(Region annotation rows)
----
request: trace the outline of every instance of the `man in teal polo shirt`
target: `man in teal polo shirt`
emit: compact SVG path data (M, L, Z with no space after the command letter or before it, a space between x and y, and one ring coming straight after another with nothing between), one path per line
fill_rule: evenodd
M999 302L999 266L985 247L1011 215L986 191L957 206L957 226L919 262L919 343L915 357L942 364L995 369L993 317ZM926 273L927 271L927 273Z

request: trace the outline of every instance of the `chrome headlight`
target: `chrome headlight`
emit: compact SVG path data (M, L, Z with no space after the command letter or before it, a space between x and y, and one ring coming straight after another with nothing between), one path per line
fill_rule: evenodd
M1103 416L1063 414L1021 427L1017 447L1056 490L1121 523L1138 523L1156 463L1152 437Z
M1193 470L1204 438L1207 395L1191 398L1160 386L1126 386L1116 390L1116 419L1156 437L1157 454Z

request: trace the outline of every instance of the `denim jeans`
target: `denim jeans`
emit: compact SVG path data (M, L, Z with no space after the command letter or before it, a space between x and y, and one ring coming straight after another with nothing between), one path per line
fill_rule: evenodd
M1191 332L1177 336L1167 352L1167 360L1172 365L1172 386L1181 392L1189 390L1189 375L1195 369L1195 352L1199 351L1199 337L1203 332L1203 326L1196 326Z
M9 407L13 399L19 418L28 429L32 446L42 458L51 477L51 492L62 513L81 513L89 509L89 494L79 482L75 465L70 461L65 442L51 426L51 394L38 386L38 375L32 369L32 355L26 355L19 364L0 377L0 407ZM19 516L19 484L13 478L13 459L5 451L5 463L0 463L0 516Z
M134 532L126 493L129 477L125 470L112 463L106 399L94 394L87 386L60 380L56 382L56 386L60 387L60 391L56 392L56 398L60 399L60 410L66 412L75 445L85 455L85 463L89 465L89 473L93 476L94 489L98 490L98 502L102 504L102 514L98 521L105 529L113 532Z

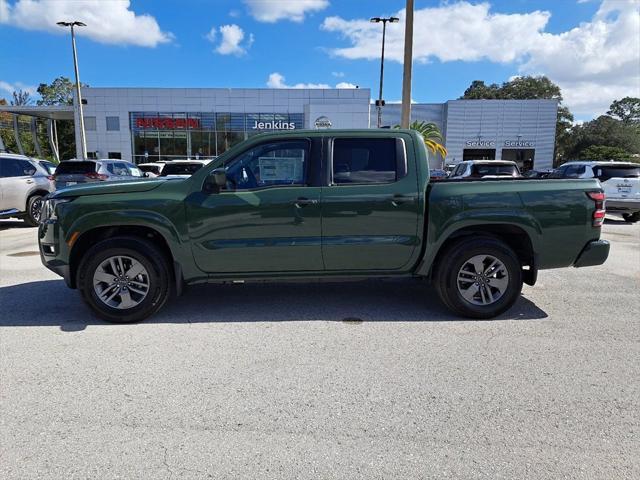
----
Copy all of the rows above character for character, omitting the pictures.

## [Output of the exercise]
request: trace the outline of every instance of the `man in teal polo shirt`
target: `man in teal polo shirt`
emit: compact SVG path data (M, L, Z with no space after the command letter or before it, a space between x and y, and one ring coming straight after another with nothing between), one path per line
fill_rule: evenodd
M999 302L999 266L985 247L1011 215L986 191L957 206L957 226L919 262L919 343L915 357L942 364L995 369L993 317ZM926 273L927 271L927 273Z

request: trace the outline of every instance of the `chrome headlight`
target: `chrome headlight`
emit: compact SVG path data (M, L, Z with no space after the command letter or before it, a space between x and y, and one ring coming straight after another with nothing between), one path per line
fill_rule: evenodd
M1103 416L1063 414L1021 427L1017 447L1056 490L1121 523L1138 523L1156 463L1152 437Z
M1193 470L1204 438L1207 395L1191 398L1160 386L1126 386L1116 390L1116 419L1156 437L1157 454Z

request: trace the outline of every instance of the `denim jeans`
target: `denim jeans`
emit: compact SVG path data (M, L, Z with no space after the command letter or before it, a space between x and y, and one ring coming straight after another with nothing between), one path per line
fill_rule: evenodd
M1191 332L1177 336L1167 352L1167 360L1172 365L1172 386L1181 392L1189 390L1189 375L1195 369L1195 352L1199 351L1199 337L1203 332L1203 326L1196 326Z
M9 407L13 399L19 418L28 429L32 446L42 458L51 477L51 492L62 513L81 513L89 509L89 494L79 482L75 465L70 461L65 442L51 426L51 394L38 386L38 375L32 369L32 355L26 355L19 364L0 377L0 407ZM19 516L19 484L13 478L13 459L5 451L5 463L0 463L0 516Z
M134 532L126 493L129 477L125 470L112 463L106 399L94 394L87 386L60 380L56 382L56 386L60 387L60 391L56 392L56 398L60 399L60 410L66 412L75 445L85 455L85 463L89 465L89 473L93 476L94 489L98 490L98 502L102 504L102 514L98 521L105 529L113 532Z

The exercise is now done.